The album's sound includes many samples and funkier, poppier beats than previous albums. The AllMusic Guide to Electronica describes it as "alien funk, a collection of idiosyncratic rhythms, dark textures, and ominous grooves." The band members each play multiple instruments, making the sound fuller than previous work. Bassist Leslie Langston of Throwing Muses guests on most tracks.

The singles from the album were "Time" (the album version being titled "Question of Time"), which included a sample from Pink Floyd's "Time" (from The Dark Side of the Moon), followed by a cover of Randy Newman's "Mama Told Me Not to Come".

The single "A Girl Like You" was released in May 1992 and became an international hit, scoring No. 2 on the Billboard US Modern Rock (Alternative Songs) chart on 15 August 1992. The song was later covered by Tom Jones (with Allen and Gray providing bass and guitar on the recording), who then asked the band to write "Show Me (Some Devotion)" for him, both recordings appearing on The Lead and How to Swing It (1994). Jones also joined them on-stage for All Virgos Are Mad, a 4AD anniversary concert in Los Angeles in January 1995.

Due to sample clearance issues, the 1992 U.S. release of Queer (which includes "A Girl Like You") needed considerable rerecording and remixing.

===Funky Little Demons (1995)===
After "A Girl Like You", the band bought their own studio, removing the financial pressure of traditional studio rental. The band spent two years recording Funky Little Demons.

Trouser Press describes the album as "straight-ahead dance music with the correct materials", though "no longer enigmatic risk-takers, the Wolfgang Press have become just another white post-new wave soul band."

The single "Going South" reached No. 117 on the UK Singles Chart and No. 33 on the US alternative chart. A promotional CD of "Christianity" was also distributed in the US and a video released, directed by Mark Neale, but the band was dropped by 4AD before the single could be released.

The album spent one week on the UK Albums Chart at No. 75 in February 1995.

Cox left the band in February 1995, shortly before the release of the album. Allen and Gray aimed to continue, and toured the US without Cox to promote the album, but later conceded the band had run its course.

===Post-Wolfgang Press and Unremembered Remembered===
A compilation album, Everything Is Beautiful (A Retrospective 1983–1995), was released in 2001. (Despite the name, it contains nothing from before 1984.)

Allen records and plays live periodically with his band Geniuser with Giuseppe De Bellis, whom Allen regards as the driving force. Geniuser released the album Mud Black on the Phisteria label in 2005, an EP called Press/Delete in 2010 on the same label, and another album in 2018 on the Ooh Ahh Records label called "I Am". Allen also played with Gary Asquith's Lavender Pill Mob.

Gray recorded under the name Limehouse Outlaw, and released an album Homegrown on his own label on 27 May 2002, with some songs co-written by Allen. Gray also recorded with the Lavender Pill Mob.

+---+

:: GOALS ::
a. Name every album that the passage about the Wolfgang Press mentions by title, counting albums by other artists but not singles or EPs.
b. Pick up the passage about the Wolfgang Press after its final sentence and extend it.

+---+

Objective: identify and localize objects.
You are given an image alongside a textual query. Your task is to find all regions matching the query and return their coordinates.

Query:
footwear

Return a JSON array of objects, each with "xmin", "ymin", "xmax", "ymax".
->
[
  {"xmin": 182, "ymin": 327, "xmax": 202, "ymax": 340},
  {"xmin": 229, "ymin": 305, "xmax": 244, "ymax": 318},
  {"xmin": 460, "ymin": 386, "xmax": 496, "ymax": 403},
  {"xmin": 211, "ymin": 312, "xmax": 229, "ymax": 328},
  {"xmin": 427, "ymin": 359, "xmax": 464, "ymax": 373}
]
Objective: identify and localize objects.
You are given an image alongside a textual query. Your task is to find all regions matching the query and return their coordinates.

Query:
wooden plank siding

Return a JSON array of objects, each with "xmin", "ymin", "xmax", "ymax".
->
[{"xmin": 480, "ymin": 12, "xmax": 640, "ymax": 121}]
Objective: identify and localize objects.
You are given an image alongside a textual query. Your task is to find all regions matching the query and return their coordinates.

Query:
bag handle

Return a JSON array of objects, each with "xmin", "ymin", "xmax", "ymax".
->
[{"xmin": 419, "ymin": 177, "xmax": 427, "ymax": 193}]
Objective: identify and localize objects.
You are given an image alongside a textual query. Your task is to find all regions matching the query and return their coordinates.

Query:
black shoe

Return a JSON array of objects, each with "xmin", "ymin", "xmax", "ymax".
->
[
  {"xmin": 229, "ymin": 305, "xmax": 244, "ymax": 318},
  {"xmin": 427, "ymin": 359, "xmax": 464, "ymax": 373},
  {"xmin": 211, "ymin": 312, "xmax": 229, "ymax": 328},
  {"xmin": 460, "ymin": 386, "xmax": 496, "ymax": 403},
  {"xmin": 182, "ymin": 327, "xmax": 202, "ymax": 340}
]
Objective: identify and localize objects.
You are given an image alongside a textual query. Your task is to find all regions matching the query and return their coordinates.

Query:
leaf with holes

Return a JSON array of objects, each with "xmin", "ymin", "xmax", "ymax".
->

+---+

:: TASK-BY-TASK ANSWERS ::
a. Queer, The Dark Side of the Moon, The Lead and How to Swing It, Funky Little Demons, Everything Is Beautiful (A Retrospective 1983–1995), Mud Black, I Am, Homegrown

b.
Cox has contributed writing and production to a project entitled U:guru.

In 1995 and 1996, after Cox had left the band and Funky Little Demons had been released, the duo of Allen and Gray had planned a follow-up album. Six songs from these sessions would be finally released on Record Store Day 2020, under the title Unremembered Remembered. The album is billed as a mini-LP and as the band's final studio album. Although there was a seventh track recorded, the band opted not to include it on the release.

The band released a new album returning to their noisier, post punk Burden Of Mules-era sound, A 2nd Shape, on September 27, 2024. This album, released digitally, consists of a new lineup including original members Michael Allen and Andrew Gray, with Andrew Gray's brother Stephen Gray replacing Mark Cox.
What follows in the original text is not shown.